Each line below is to be written out in full, exactly as shown.

* _TASK INPUT_:
···

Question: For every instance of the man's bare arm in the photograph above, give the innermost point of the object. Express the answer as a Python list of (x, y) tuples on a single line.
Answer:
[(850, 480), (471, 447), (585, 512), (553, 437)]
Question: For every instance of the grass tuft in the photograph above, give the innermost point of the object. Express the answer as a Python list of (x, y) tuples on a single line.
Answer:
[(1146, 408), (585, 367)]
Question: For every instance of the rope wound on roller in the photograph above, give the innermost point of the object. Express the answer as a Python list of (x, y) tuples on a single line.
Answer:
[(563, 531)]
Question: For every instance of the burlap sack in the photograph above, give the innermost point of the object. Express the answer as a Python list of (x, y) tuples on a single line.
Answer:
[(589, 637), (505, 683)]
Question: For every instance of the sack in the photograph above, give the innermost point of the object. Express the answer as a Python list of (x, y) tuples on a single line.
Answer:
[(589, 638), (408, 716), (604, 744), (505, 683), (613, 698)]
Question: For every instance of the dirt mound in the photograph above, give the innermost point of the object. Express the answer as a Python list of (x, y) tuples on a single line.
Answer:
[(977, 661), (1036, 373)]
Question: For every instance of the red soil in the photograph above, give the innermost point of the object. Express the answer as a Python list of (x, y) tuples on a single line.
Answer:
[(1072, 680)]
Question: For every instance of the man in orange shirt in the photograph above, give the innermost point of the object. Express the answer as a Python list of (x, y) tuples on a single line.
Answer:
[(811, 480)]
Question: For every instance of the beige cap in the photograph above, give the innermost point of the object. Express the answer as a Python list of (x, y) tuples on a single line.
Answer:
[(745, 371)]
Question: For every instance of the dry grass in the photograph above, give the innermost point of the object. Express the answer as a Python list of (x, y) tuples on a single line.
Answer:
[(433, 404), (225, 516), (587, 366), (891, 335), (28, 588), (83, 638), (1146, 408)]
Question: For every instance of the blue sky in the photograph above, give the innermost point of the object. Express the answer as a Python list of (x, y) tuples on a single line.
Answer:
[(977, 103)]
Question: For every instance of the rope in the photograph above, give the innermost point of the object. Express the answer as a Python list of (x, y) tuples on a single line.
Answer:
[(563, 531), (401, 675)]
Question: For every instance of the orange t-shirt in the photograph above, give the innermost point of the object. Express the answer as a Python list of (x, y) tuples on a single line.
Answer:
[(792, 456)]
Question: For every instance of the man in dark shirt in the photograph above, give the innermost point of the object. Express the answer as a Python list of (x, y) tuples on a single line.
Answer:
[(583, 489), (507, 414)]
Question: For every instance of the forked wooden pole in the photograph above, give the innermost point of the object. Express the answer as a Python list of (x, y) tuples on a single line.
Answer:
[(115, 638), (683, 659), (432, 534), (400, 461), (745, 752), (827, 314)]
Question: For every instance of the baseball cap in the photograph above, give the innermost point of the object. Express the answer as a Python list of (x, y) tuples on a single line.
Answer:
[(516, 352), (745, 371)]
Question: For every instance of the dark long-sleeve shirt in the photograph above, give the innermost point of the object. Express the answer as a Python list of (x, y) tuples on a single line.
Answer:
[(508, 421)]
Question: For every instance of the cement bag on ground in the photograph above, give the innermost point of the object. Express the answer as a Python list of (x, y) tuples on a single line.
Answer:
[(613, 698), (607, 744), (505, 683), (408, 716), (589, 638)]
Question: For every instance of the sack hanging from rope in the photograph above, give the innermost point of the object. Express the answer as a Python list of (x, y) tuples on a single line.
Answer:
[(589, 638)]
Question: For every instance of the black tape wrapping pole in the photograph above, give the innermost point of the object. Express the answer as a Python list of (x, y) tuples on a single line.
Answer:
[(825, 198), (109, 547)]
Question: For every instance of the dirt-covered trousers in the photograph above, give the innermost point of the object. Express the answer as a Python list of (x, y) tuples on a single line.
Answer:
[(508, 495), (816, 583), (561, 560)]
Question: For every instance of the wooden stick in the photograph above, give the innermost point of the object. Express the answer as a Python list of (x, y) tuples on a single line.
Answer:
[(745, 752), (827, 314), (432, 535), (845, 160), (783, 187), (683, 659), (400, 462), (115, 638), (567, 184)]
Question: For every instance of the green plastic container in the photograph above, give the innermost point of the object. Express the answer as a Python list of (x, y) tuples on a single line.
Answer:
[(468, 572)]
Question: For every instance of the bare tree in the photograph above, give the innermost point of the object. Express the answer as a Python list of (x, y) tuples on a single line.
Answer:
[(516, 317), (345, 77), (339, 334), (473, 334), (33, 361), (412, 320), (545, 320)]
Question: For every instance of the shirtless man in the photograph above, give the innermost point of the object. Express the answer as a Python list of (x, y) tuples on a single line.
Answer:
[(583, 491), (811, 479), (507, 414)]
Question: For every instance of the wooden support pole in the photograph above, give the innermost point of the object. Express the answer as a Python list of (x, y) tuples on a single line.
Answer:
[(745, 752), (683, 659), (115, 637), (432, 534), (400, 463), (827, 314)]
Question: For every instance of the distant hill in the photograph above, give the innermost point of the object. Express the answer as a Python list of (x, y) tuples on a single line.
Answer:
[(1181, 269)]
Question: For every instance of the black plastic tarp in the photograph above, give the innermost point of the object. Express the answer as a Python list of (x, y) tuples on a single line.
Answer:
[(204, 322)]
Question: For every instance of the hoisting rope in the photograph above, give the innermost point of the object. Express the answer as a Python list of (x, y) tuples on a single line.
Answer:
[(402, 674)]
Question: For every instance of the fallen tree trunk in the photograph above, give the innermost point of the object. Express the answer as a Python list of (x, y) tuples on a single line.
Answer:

···

* _EXERCISE RESULT_:
Question: For every instance of the man's bare arm in the photograph above, give the innermost point of the object. Express the answer as a Python list of (x, y) tuples on a single line.
Answer:
[(850, 480), (471, 447), (585, 512), (553, 437)]
Question: For every instance of the grass tuft in the photograph above, give the innermost point of the object. Express the answer as a Python list of (x, y) tuples on a single line.
Answer:
[(1146, 408), (585, 367)]
Question: For every instance of the rope wound on roller in the photograph above, give the innermost point of the object. Express the answer as a Python list of (x, y) tuples on a single line.
Answer:
[(563, 531)]
Question: For every instance of the burlap sack in the photograph above, give the innermost point of the object. Express the answer as a Python list of (x, y) tuples on a single line.
Answer:
[(589, 637), (505, 683)]
Question: For every instance of the sack in the photograph above, give the innermost point of the object. Express the answer as a Python list of (x, y) tuples on a single line.
Answer:
[(589, 638), (408, 716), (604, 744), (505, 683), (613, 698)]
Question: For every instance of the dirt mound in the photograph above, give the innermost point of the object. Express the answer as a Python list of (x, y) tuples on a single line.
Answer:
[(977, 661), (1036, 373)]
Question: For every instance of the red soil in the photograph above, give the innermost point of the object. Express the answer as a Python list of (x, y) tuples on a single line.
Answer:
[(1072, 680)]
Question: For every instance of the man in orange shirt in the photograph above, give the innermost point of the object. Express the answer as a Python list of (x, y) tuples on a single line.
Answer:
[(811, 480)]
Question: For every instance of the beige cap in the photograph above, give the innermost point of the object. Express the answer as a Python list of (x, y) tuples on a single line.
Answer:
[(745, 371)]
Question: For every instance of the dry grass in the photograph above, give the innermost point of the object. Express the answer as a Python list of (x, y) tuples on a single line.
Answer:
[(433, 404), (225, 516), (587, 366), (891, 335), (28, 588), (83, 638), (1146, 408)]
Question: For every instance of the blue sky in the photograph above, give the innermost point of the object. Express the answer as a Python list of (x, y) tuples on a single line.
Answer:
[(977, 103)]
Question: For every instance of the rope in the photograph above, give the innermost point of the object. Express the answer as a Python list of (x, y) tuples on a single line.
Answer:
[(563, 531), (401, 675)]
Question: For every instance of the orange t-shirt in the photograph above, give the innermost point of the object. Express the answer as a Python list of (x, y) tuples on a single line.
Answer:
[(792, 456)]
Question: For every instance of the man in dark shirt in the photograph above, give the innermost point of the object. Express the answer as a Python list of (x, y) tuples on a single line.
Answer:
[(583, 489), (507, 414)]
Question: For every instance of the forked wooden pole in the photograph above, give the innermost point of the object. Express the answer as a Python list of (x, y) tuples on a single line.
Answer:
[(115, 638), (683, 659), (432, 534), (400, 461), (745, 752), (827, 314)]
Question: For every instance of the baseball cap in the photograph above, give the innermost point of the object. Express the answer as a Python list of (x, y) tuples on a single line.
Answer:
[(516, 352), (745, 371)]
Question: For every instance of the dark long-sleeve shirt in the photograph above, give the innermost point of the object. Express the answer as a Python list of (x, y) tuples on a single line.
Answer:
[(508, 421)]
Question: For every instance of the cement bag on ground in the photograph above, give the innermost point of the object. Express the answer as a Python list of (x, y) tuples on a single line.
Answer:
[(613, 698), (607, 744), (505, 683), (408, 716), (589, 638)]
Question: For every instance of the sack hanging from rope in the photograph above, give the innermost point of the object. Express the answer as a Python list of (x, y) tuples on a single line.
Answer:
[(589, 638)]
Question: For every instance of the black tape wrapping pole in the photograph above, give the innermost point of the object. Express the answer as a Python list of (x, y) tuples on a single line.
Answer:
[(825, 198), (109, 547)]
Question: For every instance of the dirt-covered trousers in the photograph above, give the innermost point of the object. Express the answer as a Python list of (x, y) tuples on a single line.
Answer:
[(508, 495), (816, 583), (561, 560)]
Question: For every instance of the wooden stick in the photograph above, give the innermost point of the object. Express the answer as a Python list of (x, y) tuples on a single line.
Answer:
[(745, 752), (827, 314), (432, 535), (845, 160), (783, 187), (683, 659), (400, 462), (115, 638), (567, 184)]
Question: For every instance of the green plastic container in the photograph above, give the innermost point of the object. Express the answer as a Python list of (x, y) tuples on a single line.
Answer:
[(468, 572)]
Question: For every instance of the bare tree in the photograph above, give the innermost point of the object. Express the answer as a Python list of (x, y) tuples on a single line.
Answer:
[(516, 317), (345, 77), (339, 334), (473, 334), (33, 361), (412, 320), (545, 320)]
Question: For every instance of the shirtless man in the photograph above, give the innermost point of the object. Express the answer as a Python list of (x, y) tuples on a single line.
Answer:
[(583, 491), (811, 479), (507, 414)]
Question: For every instance of the wooden support pole in the photograph above, give the innermost point of the object. Express the answer as a Python list of (x, y) tuples on a single line.
Answer:
[(745, 752), (683, 659), (115, 637), (432, 534), (400, 463), (827, 314)]
Question: For every instance of the distant hill in the photograph above, give the innermost point of the object. Express the answer as a Python list of (x, y) tuples on a single line.
Answer:
[(1181, 269)]
Question: For every instance of the black plastic tarp in the photograph above, give the innermost point of the object. Express the answer as a Python list of (x, y) tuples on a single line.
Answer:
[(204, 322)]
Question: For every instance of the hoisting rope in the photograph above, give the innermost point of the object. Express the answer as a Python list of (x, y) tuples on a single line.
Answer:
[(402, 674)]
Question: For every instance of the fallen tree trunk in the photograph above, give the innermost point of the object. Express the answer as a Python list of (x, y) tuples on a single line.
Answer:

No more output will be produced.